++++ TEXT SECTION

He’s now 80, living in Tacoma, and once again selling cars — “high-end cars,” he says, not really going too much into detail.

“You write about me and the devils come out of the woodwork, girls claiming paternity, whatever,” Balch says.

From 1969 to 1980, Balch ran Federal Way Chevrolet. He appeared in TV commercials in his Fu Manchu mustache, grinning and cackling, and taking a sledgehammer to bash a brand-new car.

He’d cry out: “If you can’t trust your car dealer, who can you trust?”

A July 31, 1972, Time magazine story told how in the first half of that year, Balch managed to sell 1,586 cars, grossing $4.5 million.

He reached folk-hero status locally, living the playboy life in his bachelor’s mansion, driving around in a customized van.

Though older now, the trademark laugh is still there. And those who were around for his commercials still instantly recognize him, Balch says.

“They turn around, say, ‘Oh, my God!’ Everybody remembers me as a legend, despite the liquor, sex, drugs and drug and rock ‘n’ roll,” he says.

But by 1980, Balch had laid off his 60 employees and gone out of business. He spent a number of years in Hawaii.

He’s now married to Melissa Balch, about three decades his junior.

“Oh, she came to the house for one of the parties in 1978 or 1979,” remembers Balch.

Of the 1970s, he says, “It was fun. The car business then was a kick in the pants.”

Jack Roberts

He wore outlandish clothes, maybe farmer’s overalls, and screamed: “I won’t be undersold!”

Then his wife, Linda, threw a cream pie on his face.

Opening his first appliance store in Lynnwood in 1973, Roberts eventually owned five of them, selling off the final three in 2000.

The ad agency he used said it was heavily influenced by Dick Balch, and said that Roberts stared at his cue cards and sometimes would put his “arms out and wave them in no relation to what he was saying.”

But it worked.

Unlike Balch, Roberts was described as reserved and churchgoing off camera.

He died April 10, 2002, at age 64, after a long battle with prostate cancer.

Glen Grant

He nicknamed himself “Low Profit Glen,” and in one of his TV spots for Glen Grant Chevrolet in Burien he put on a Superman costume because he had “super” deals.

He’d come up with such spiffy slogans as, “Have I got a deal for you!” all delivered with a very unpracticed, wooden style.

He opened that dealership in 1975 and later expanded to Parkland, Pierce County. Grant passed them on to his sons, who later sold them.

Grant wore geeky, horn-rimmed glasses on purpose, he said, “to stand out a little more.”

++++++++

▶ _QUESTIONS ON THE MATERIAL_
1 - Answer these from the article on local TV pitchmen:
(a) How many cars did Balch sell in the first half of 1972?
(b) In what year and in which city did Roberts open his first appliance store?
(c) In what city was Glen Grant Chevrolet located?
2 - Copy word for word the part of the article on local TV pitchmen that opens with the words containing "From 1969 to" and closes with "him, Balch says.".
3 - Write the next part of the article on local TV pitchmen, picking up after its final sentence.
The listing has no part in anything asked here.

++++ SUPPLIED DATA

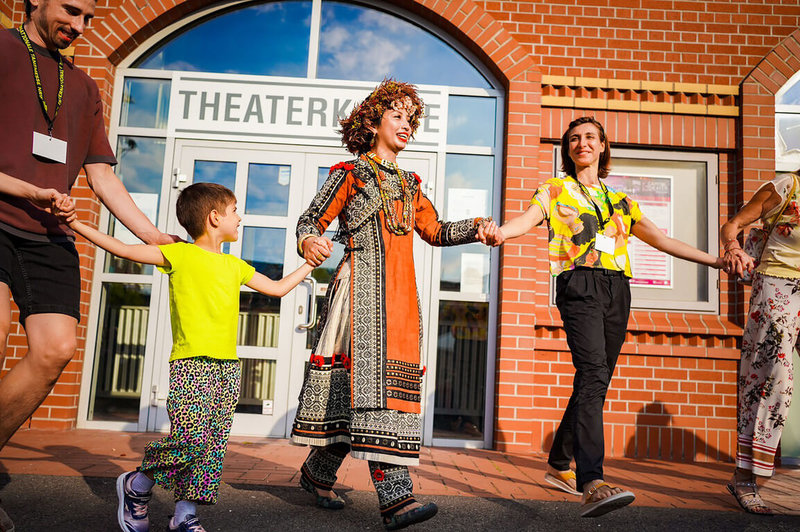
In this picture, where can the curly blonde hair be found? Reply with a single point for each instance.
(390, 94)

++++++++

▶ _ANSWERS PROVIDED_
1 -
(a) 1,586
(b) 1973, in Lynnwood
(c) Burien

2 -
From 1969 to 1980, Balch ran Federal Way Chevrolet. He appeared in TV commercials in his Fu Manchu mustache, grinning and cackling, and taking a sledgehammer to bash a brand-new car.

He’d cry out: “If you can’t trust your car dealer, who can you trust?”

A July 31, 1972, Time magazine story told how in the first half of that year, Balch managed to sell 1,586 cars, grossing $4.5 million.

He reached folk-hero status locally, living the playboy life in his bachelor’s mansion, driving around in a customized van.

Though older now, the trademark laugh is still there. And those who were around for his commercials still instantly recognize him, Balch says.

3 -
He said that in his 30-second commercials, the first six seconds were the gimmicky parts that showed Grant in a costume or walking on the ceiling or on water.

“The rest of the message was about automobiles,” he said.

Grant remembered in a March 4, 1982, Seattle Times story that the TV spots made him an instant celebrity.

“Now it’s embarrassing to go anywhere. Basketball games, football games, on airplanes, even walking down the street,” he said at the time.

He died May 29, 1992, at age 80, of heart disease.

Vern Fonk

Fonk was of a later generation of TV pitchmen, and, unlike Balch, Roberts or Grant, he never starred in his sometimes crude commercials that began in the early 1990s.

But he was credited as coming up with the idea of the funny ads and was described as loving off-color jokes.

The commercials actually feature Rob Thielke, a part-time actor and director of marketing for the insurance company whose TV persona was quite hyper, to say the least.

In the cheesy spots, they spoofed Star Wars with “May be the Fonk be with you”; the “Sopranos” television series with “Don’t get caught without protection,” and focused on a customer’s prominent pimple with, “You don’t want to know.”

The commercials currently airing are typical of the Vern Fonk genre.

As Thielke explains, “I am depicting a middle-aged white guy trying to be cool doing a commercial. It’s called ‘Vern Fonk Rap.’ “

The firm explained that its customers are high-risk drivers in their early-20s, and “humor appeals to them.”

The company was acquired by Confie Seguros in 2010, but retained the Vern Fonk name because of the firm’s reputation. A decade and a half earlier, Fonk had sold the company to his daughter, Rene Mulvaney, who ran it with her husband, Kevin Mulvaney.

Fonk died on May 22, 2006, at age 75, of bacterial blood infection.